■ Referring expression data
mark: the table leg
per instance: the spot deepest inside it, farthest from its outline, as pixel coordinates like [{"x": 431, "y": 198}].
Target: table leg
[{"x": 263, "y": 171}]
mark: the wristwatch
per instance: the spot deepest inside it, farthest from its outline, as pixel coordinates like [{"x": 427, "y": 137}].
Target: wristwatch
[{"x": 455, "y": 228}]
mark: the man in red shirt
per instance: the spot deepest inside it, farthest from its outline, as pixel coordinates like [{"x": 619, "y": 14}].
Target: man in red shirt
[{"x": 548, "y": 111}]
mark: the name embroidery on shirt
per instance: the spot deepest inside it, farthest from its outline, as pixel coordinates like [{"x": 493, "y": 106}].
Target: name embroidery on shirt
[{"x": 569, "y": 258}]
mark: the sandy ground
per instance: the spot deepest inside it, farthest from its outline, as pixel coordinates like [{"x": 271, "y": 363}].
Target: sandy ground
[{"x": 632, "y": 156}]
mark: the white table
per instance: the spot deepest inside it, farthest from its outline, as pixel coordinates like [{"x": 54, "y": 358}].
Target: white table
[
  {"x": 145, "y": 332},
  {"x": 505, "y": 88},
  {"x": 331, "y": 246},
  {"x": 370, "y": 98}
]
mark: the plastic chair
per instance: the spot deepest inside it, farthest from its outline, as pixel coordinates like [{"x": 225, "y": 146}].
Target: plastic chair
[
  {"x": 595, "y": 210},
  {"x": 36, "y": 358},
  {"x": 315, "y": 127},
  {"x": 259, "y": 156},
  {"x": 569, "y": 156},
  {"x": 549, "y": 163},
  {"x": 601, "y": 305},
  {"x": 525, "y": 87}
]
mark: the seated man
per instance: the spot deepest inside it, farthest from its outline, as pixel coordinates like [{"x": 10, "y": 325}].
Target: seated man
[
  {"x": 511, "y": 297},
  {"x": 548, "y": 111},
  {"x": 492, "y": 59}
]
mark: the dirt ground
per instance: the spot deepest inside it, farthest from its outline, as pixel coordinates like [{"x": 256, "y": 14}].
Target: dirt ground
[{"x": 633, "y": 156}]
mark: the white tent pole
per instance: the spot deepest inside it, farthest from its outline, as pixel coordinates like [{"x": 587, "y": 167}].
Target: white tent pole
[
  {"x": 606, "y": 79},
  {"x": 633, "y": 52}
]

■ THE PROBLEM
Which lines of the records above contain the word "mark"? Show each of them.

■ EXERCISE OUTPUT
mark: the table leg
mark: the wristwatch
mark: the man in red shirt
mark: the name embroidery on shirt
mark: the sandy ground
mark: the white table
mark: the plastic chair
mark: the seated man
mark: the dirt ground
mark: the white tent pole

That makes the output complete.